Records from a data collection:
################
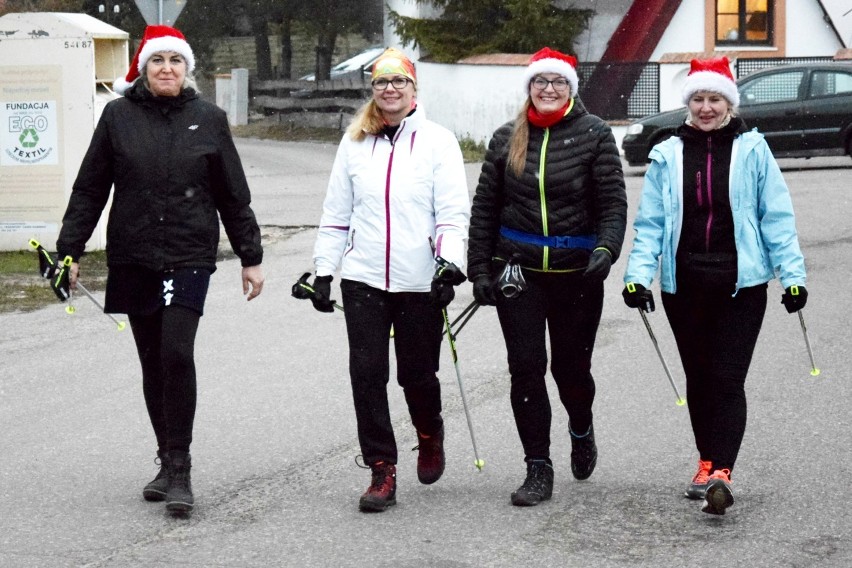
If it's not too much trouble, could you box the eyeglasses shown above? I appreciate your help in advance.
[530,77,569,93]
[371,77,413,91]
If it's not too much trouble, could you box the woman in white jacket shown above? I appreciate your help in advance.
[312,49,470,511]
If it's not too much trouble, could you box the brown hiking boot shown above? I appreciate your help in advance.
[358,462,396,513]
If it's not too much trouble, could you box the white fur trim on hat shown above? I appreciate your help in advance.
[523,58,580,98]
[112,77,133,95]
[137,36,195,74]
[681,71,740,107]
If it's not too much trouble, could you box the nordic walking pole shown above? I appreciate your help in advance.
[796,310,819,377]
[638,308,686,406]
[441,308,485,471]
[441,300,479,336]
[77,281,127,331]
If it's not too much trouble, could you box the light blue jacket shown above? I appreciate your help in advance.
[624,131,805,294]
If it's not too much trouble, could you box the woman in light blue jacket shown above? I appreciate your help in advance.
[622,57,807,515]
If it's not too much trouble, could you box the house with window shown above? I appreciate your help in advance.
[385,0,852,146]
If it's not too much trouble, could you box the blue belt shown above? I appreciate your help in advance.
[500,227,597,250]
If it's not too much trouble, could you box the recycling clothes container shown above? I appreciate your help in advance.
[0,12,129,250]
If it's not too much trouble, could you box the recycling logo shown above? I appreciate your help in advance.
[0,99,61,166]
[18,128,38,148]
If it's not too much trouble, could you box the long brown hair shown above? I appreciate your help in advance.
[508,97,532,177]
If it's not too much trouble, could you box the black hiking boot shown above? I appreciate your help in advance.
[568,425,598,480]
[417,426,445,485]
[142,450,169,501]
[701,469,734,515]
[512,460,553,507]
[166,450,195,515]
[358,462,396,513]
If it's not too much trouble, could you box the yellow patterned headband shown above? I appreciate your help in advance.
[371,47,417,85]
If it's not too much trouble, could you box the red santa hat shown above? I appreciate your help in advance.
[112,26,195,95]
[523,47,580,98]
[681,56,740,106]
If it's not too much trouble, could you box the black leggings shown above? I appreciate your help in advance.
[662,281,766,470]
[129,305,201,452]
[497,270,604,459]
[340,280,443,465]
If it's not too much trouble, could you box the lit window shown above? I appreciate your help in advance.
[716,0,774,45]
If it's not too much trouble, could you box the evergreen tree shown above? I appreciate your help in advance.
[390,0,594,63]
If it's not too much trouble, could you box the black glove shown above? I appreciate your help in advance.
[50,264,71,302]
[473,275,497,306]
[310,276,334,313]
[781,286,808,314]
[583,247,612,281]
[621,282,655,312]
[429,257,467,309]
[290,272,314,300]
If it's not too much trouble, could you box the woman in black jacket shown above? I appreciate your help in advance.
[56,26,263,514]
[468,47,627,506]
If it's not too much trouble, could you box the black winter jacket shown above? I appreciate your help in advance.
[468,99,627,280]
[56,81,263,271]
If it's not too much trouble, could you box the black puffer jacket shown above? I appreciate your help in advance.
[56,81,263,270]
[468,99,627,280]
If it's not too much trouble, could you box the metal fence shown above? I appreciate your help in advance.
[577,56,844,120]
[577,61,660,120]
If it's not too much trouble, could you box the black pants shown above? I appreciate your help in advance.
[129,305,201,452]
[662,280,766,470]
[340,280,443,465]
[497,270,604,459]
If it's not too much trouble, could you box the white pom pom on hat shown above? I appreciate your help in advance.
[681,56,740,106]
[523,47,580,98]
[112,26,195,95]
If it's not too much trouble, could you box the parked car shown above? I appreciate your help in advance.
[299,45,385,81]
[621,63,852,166]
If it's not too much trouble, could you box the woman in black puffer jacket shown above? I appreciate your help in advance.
[468,47,627,506]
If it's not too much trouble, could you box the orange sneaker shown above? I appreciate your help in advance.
[683,458,713,499]
[701,469,734,515]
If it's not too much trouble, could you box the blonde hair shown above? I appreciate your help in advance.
[346,99,385,142]
[507,97,532,177]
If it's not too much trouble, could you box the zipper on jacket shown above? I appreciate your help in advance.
[538,128,550,270]
[385,143,396,290]
[698,136,713,252]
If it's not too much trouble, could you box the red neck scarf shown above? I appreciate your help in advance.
[527,98,574,128]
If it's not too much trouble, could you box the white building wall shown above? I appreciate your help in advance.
[786,0,852,57]
[650,0,704,59]
[417,61,526,143]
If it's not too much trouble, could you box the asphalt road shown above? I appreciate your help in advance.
[0,140,852,568]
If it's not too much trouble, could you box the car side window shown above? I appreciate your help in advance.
[808,71,852,99]
[740,71,805,106]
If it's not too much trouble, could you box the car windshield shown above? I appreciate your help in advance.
[740,71,805,105]
[333,47,385,71]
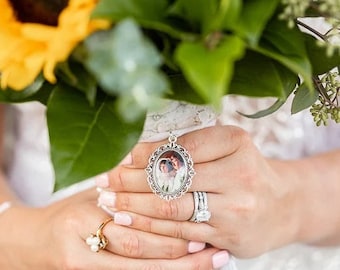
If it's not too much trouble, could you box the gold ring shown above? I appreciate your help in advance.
[86,218,113,252]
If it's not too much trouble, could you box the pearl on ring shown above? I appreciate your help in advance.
[85,218,113,252]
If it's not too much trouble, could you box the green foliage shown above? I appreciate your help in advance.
[47,84,143,189]
[0,0,340,189]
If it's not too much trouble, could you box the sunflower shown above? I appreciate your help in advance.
[0,0,109,90]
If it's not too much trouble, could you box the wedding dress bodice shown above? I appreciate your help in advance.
[6,96,340,270]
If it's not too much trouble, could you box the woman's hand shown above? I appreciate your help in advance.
[99,126,301,257]
[0,187,228,270]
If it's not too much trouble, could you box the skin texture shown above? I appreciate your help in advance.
[0,107,226,270]
[101,126,340,258]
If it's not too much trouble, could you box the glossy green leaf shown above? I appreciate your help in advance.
[47,85,143,190]
[218,0,243,30]
[305,34,340,75]
[0,75,51,104]
[291,84,319,114]
[238,99,286,119]
[57,62,97,106]
[84,19,162,95]
[175,36,244,105]
[92,0,168,21]
[169,0,219,35]
[229,51,297,98]
[235,0,281,46]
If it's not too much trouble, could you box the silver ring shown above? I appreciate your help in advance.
[189,191,211,223]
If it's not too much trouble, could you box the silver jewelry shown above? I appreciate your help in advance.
[189,191,211,223]
[86,218,113,252]
[145,133,195,201]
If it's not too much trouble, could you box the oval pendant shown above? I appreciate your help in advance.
[145,134,195,201]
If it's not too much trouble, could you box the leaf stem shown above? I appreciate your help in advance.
[296,20,326,41]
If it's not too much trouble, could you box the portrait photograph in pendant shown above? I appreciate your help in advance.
[146,142,195,200]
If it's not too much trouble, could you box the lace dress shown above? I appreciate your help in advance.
[6,96,340,270]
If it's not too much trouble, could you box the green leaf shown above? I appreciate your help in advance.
[169,0,219,35]
[234,60,299,119]
[175,36,244,106]
[0,75,51,104]
[238,99,286,119]
[218,0,242,30]
[254,20,313,91]
[291,84,319,114]
[235,0,282,46]
[92,0,168,21]
[305,34,340,75]
[166,73,205,104]
[47,85,143,190]
[229,51,298,98]
[57,62,97,106]
[84,19,162,95]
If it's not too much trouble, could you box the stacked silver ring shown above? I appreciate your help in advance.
[189,191,211,223]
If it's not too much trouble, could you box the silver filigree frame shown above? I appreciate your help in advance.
[145,134,195,201]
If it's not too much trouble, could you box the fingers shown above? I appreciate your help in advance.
[81,207,205,259]
[105,158,234,193]
[83,248,229,270]
[114,212,215,243]
[104,223,191,259]
[131,126,247,169]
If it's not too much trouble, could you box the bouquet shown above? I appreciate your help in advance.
[0,0,340,189]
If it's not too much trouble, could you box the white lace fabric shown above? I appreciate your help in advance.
[6,96,340,270]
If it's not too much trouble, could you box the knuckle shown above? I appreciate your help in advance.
[116,193,130,210]
[166,244,187,259]
[142,264,164,270]
[141,217,153,232]
[159,200,178,219]
[109,166,125,191]
[121,234,143,258]
[172,222,184,239]
[58,255,85,270]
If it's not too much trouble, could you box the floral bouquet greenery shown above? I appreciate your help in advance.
[0,0,340,189]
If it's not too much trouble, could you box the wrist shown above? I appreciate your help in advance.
[269,160,304,246]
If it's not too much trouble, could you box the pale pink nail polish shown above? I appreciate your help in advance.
[95,173,109,188]
[119,153,132,166]
[114,213,132,226]
[212,250,229,269]
[98,190,116,207]
[188,241,205,253]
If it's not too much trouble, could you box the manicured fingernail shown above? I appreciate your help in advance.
[95,173,109,188]
[188,241,205,253]
[98,190,116,207]
[212,250,229,269]
[114,213,132,226]
[98,205,116,217]
[119,153,132,166]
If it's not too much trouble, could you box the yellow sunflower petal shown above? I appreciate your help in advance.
[0,0,109,90]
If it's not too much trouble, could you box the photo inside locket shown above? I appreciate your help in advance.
[155,150,187,194]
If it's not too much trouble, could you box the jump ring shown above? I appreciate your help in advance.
[86,218,113,252]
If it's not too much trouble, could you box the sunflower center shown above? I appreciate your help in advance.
[9,0,68,26]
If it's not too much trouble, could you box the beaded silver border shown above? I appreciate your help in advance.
[145,134,195,201]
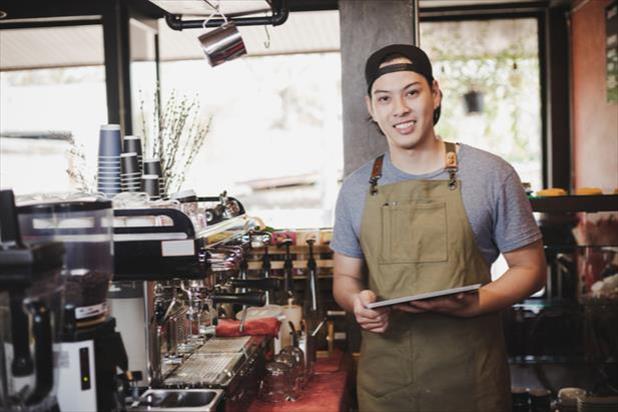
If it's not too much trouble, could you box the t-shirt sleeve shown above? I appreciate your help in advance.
[493,169,542,253]
[330,184,364,258]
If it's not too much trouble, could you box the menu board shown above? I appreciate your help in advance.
[605,0,618,103]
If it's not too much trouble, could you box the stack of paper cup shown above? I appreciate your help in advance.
[142,175,161,200]
[122,136,144,173]
[144,159,165,196]
[97,124,122,197]
[120,152,142,192]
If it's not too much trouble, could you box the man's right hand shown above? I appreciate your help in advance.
[354,290,390,333]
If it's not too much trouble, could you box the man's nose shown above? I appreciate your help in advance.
[393,96,410,116]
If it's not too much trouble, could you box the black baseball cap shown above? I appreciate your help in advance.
[365,44,433,95]
[365,44,442,125]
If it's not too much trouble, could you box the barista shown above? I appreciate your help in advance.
[331,44,545,411]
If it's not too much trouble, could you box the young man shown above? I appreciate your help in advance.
[331,45,545,412]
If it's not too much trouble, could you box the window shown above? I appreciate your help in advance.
[421,18,543,190]
[0,25,107,194]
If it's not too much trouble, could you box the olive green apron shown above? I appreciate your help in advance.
[357,143,511,412]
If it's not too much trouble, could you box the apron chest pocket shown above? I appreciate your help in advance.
[380,202,447,264]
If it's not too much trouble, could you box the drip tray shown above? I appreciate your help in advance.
[163,353,244,388]
[196,336,251,354]
[129,389,223,411]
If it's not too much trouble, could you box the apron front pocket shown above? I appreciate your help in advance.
[380,202,447,264]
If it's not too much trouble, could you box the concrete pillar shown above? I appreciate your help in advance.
[339,0,417,176]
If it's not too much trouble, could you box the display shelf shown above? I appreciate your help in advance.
[530,194,618,213]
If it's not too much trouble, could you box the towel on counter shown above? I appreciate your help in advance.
[215,317,281,337]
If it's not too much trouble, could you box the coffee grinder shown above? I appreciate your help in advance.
[0,190,64,412]
[18,195,128,411]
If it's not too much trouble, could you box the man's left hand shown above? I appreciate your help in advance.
[395,293,479,317]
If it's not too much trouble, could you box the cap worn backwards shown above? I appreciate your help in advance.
[365,44,442,125]
[365,44,433,95]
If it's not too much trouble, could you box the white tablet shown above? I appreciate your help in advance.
[366,283,481,309]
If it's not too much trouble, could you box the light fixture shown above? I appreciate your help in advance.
[198,0,247,67]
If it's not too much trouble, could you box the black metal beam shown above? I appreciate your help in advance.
[103,0,133,135]
[544,8,572,190]
[165,0,289,30]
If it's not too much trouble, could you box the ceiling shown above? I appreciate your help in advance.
[0,0,556,70]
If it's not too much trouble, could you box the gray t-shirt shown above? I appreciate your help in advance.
[330,144,541,265]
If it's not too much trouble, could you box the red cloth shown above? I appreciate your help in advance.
[215,317,281,337]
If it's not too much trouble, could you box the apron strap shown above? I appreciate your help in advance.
[444,142,458,190]
[369,154,384,196]
[369,142,458,196]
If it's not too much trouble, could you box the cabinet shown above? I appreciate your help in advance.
[505,195,618,393]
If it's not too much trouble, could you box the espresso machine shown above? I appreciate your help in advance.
[0,190,64,412]
[109,196,278,411]
[18,195,127,411]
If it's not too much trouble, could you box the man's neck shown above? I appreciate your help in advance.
[389,136,445,175]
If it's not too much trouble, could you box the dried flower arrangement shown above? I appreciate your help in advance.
[66,137,97,193]
[140,91,212,194]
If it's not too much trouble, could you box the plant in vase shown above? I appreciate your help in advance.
[140,87,212,196]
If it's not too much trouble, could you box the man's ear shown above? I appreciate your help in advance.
[365,95,375,121]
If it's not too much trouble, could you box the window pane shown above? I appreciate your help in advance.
[421,19,542,190]
[135,53,343,227]
[0,25,107,194]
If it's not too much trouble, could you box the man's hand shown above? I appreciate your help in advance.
[354,290,390,333]
[395,292,479,317]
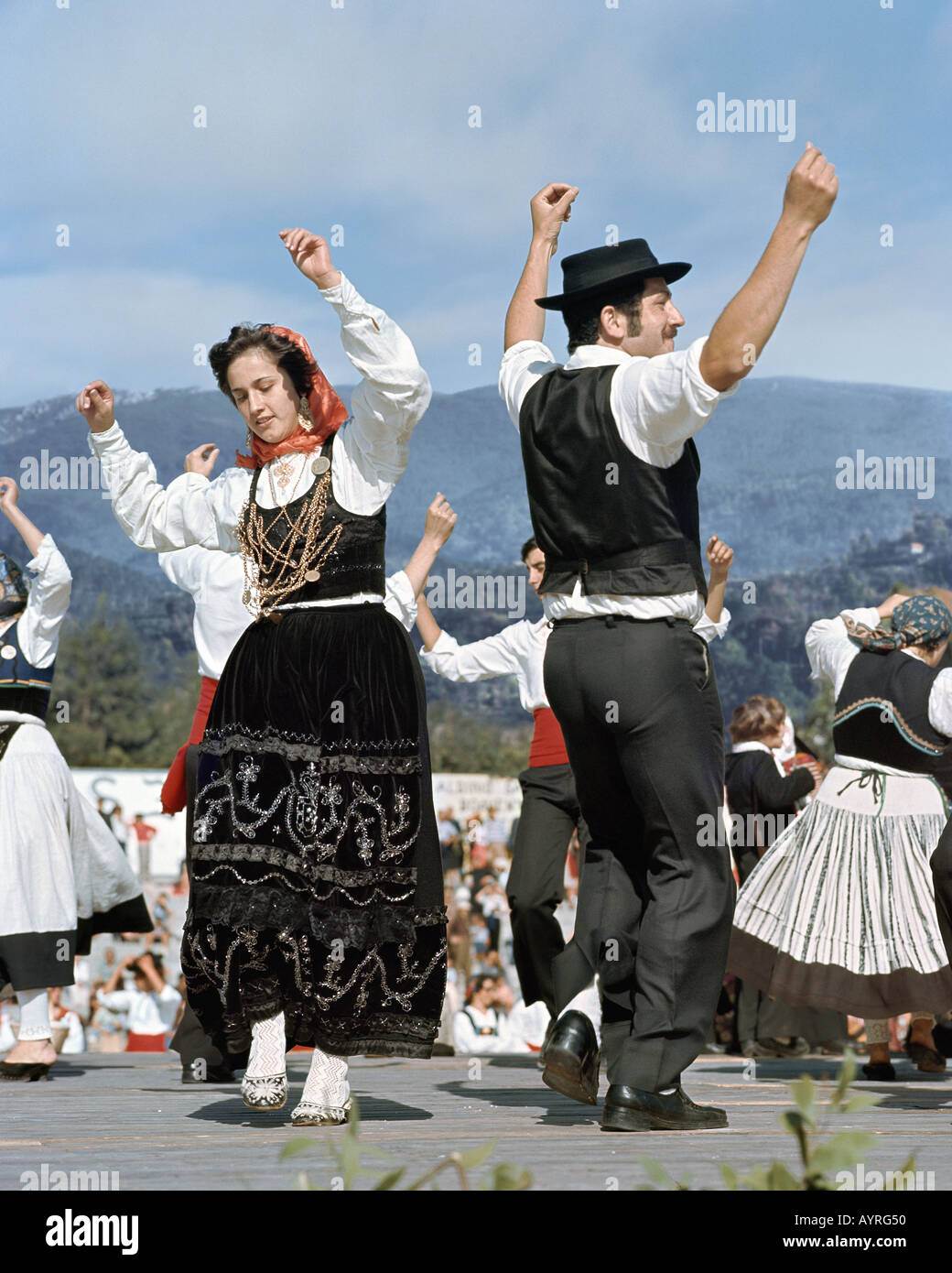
################
Reproduce the records from the line containing "If it's not too much trouble, could you box the floral" through the line containing "[9,0,68,26]", changing "sunflower" to "daisy" and leaving everything else the same.

If it's not too much trouble, could you box the floral bouquet greenery shown above? I appreciate your help in advance.
[0,0,340,189]
If it's not too much trouble, could you box the wrist shown above? I appreciate your help in advance.
[269,160,304,246]
If it's not too much trouble, could you box the pale pink nail polish shown above? I appreciate your help in advance.
[95,173,109,188]
[119,153,132,166]
[114,213,132,226]
[212,250,229,269]
[98,190,116,207]
[188,241,205,253]
If it's not too much trouble, could you box the manicured fingernail shown above? I appreciate your help in advance.
[95,173,109,188]
[188,241,205,253]
[98,190,116,207]
[212,250,229,269]
[114,213,132,226]
[98,205,116,217]
[119,153,132,166]
If it's not too much trouble, could you box the yellow daisy petal shown above? I appreciate your help in advance.
[0,0,109,90]
If it's not too much trouble, could you box the photo inside locket shown above? I appreciate your help in advance.
[155,150,187,194]
If it's not too much trouble, could you box the jump ring shown above? I appreciate your help in advance.
[86,218,113,252]
If it's not too much trouble, could you box the daisy center shown above? I appreciate your help in advance.
[9,0,68,26]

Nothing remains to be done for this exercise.